● TO DO: Except for the pictures, write out all the records that follow exactly.

Annotated photo localization data:
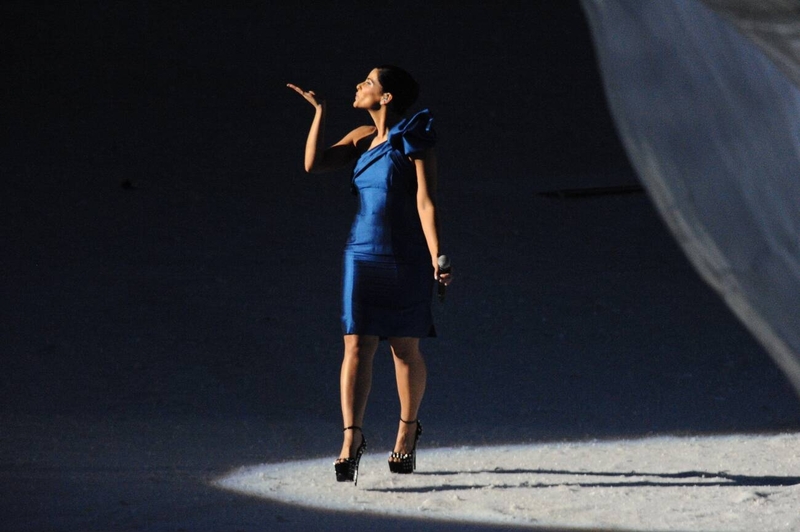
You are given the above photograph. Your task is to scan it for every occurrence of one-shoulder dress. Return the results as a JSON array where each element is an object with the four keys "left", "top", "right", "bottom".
[{"left": 341, "top": 109, "right": 437, "bottom": 338}]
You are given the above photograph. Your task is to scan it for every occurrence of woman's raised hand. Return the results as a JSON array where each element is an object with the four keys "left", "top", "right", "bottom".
[{"left": 287, "top": 83, "right": 323, "bottom": 108}]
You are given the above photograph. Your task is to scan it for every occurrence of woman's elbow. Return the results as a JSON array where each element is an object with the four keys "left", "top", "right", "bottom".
[
  {"left": 305, "top": 157, "right": 332, "bottom": 174},
  {"left": 304, "top": 159, "right": 323, "bottom": 173},
  {"left": 417, "top": 198, "right": 436, "bottom": 214},
  {"left": 305, "top": 164, "right": 328, "bottom": 174}
]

● SOLUTION TO THIS PROBLEM:
You are given the above photograph. Your task is to scan it for every occurrence of one-shoulder dress. Return the results as a JSON array where each element is an object with the four keys "left", "top", "right", "bottom".
[{"left": 341, "top": 109, "right": 437, "bottom": 338}]
You are given the above photograph. Your task is to scan it for every occurrence of woman's raised hand. Return the results as a JSON array where each element is an object with the four keys "left", "top", "right", "bottom".
[{"left": 287, "top": 83, "right": 323, "bottom": 108}]
You are given the above photograph. Your task is to scan it for every occurrence of woman's elbow. Return the results as a JSON array where each element is an object with the four keys "left", "top", "right", "bottom".
[
  {"left": 305, "top": 157, "right": 332, "bottom": 174},
  {"left": 304, "top": 159, "right": 323, "bottom": 173},
  {"left": 417, "top": 198, "right": 436, "bottom": 214},
  {"left": 305, "top": 164, "right": 328, "bottom": 174}
]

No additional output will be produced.